Exercise instructions:
Can you copy every one of the rows below word for word, changing nothing in any line?

Raw rows:
* * * *
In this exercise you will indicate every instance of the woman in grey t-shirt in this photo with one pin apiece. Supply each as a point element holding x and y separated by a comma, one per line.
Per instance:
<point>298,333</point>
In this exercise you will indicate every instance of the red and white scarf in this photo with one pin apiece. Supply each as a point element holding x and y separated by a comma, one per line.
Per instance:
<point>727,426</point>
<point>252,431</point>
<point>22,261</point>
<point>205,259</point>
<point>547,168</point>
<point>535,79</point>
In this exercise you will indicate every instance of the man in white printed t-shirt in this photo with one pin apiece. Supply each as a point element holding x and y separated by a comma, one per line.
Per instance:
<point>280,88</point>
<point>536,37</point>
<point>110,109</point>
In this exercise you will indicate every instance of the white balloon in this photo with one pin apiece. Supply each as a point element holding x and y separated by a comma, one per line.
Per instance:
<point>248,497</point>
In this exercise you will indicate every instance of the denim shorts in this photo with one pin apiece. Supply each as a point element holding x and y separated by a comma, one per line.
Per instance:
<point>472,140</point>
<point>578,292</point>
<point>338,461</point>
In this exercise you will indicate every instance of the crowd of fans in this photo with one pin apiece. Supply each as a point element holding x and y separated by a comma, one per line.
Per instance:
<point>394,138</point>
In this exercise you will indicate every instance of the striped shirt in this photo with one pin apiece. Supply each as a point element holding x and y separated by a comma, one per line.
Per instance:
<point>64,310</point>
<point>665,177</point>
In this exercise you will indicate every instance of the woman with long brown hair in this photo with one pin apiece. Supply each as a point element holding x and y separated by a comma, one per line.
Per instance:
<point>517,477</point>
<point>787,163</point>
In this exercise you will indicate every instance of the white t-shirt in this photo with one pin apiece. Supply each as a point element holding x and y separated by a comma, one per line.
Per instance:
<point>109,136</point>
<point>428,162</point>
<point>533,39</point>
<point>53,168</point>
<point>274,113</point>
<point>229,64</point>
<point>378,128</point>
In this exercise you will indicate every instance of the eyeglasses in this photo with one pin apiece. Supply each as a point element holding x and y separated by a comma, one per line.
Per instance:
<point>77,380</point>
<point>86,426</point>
* * * *
Solution:
In this exercise you will indicate every instance of the woman in grey t-shirt in this photo with one pin apiece. Supply each as a point element holding x and y separated by a comma, one per line.
Per instance:
<point>298,333</point>
In this exercise you will indicate every instance of the red and white scarf in this photo with one pin apiece. Supply each as a point element holding x and y separated by a comma, one per line.
Per instance:
<point>727,426</point>
<point>252,431</point>
<point>22,261</point>
<point>205,259</point>
<point>547,168</point>
<point>535,79</point>
In this exercise you will indicate every instance of the man in white printed t-shirt in this photo with one pin apiece. Supply each as a point element holding x and y separated by a comma, one per line.
Per instance:
<point>280,88</point>
<point>536,37</point>
<point>110,109</point>
In this exercise you will indicate every instance of the white balloon in this photo with one pin apiece. Supply each as a point element holding x and y separated by a comma, one per line.
Per instance:
<point>248,497</point>
In this exercise you will indicate every instance of the denim shorts in this photo with one pin apiece. Supply each as a point element holding x and y separated by a comma, one per line.
Per instance:
<point>472,140</point>
<point>578,292</point>
<point>338,461</point>
In this exercise you will indicate every instance of the crowd of fans in this photo with one pin apiece. Supply each as a point element holding x and y separated by a comma, one per line.
Per instance:
<point>394,138</point>
In this exercise you will indicate every instance of the striped shirt in this photo with one pin apiece. Supply each as a point element holding x and y separated by a comma, one per line.
Per instance:
<point>64,310</point>
<point>665,177</point>
In this exercise you will indicate every instance of the woman with long brown hair in this photo with one pin apiece. Supply each as a point element holding x and y separated by a comma, one per line.
Per instance:
<point>517,477</point>
<point>787,163</point>
In this exercise you will indicate every instance of the white t-shirt in this photo with one pin apiece. Supply each as a point element holding x and y separated by a comma, one per line.
Per instance:
<point>109,136</point>
<point>428,162</point>
<point>533,39</point>
<point>53,168</point>
<point>274,113</point>
<point>229,64</point>
<point>378,128</point>
In this exercise you will indicate every instance of the eyeglasses in this photo with one pin apiece. Supply each as a point element holding x and y separated by a comma, one per line.
Per instance:
<point>77,380</point>
<point>86,426</point>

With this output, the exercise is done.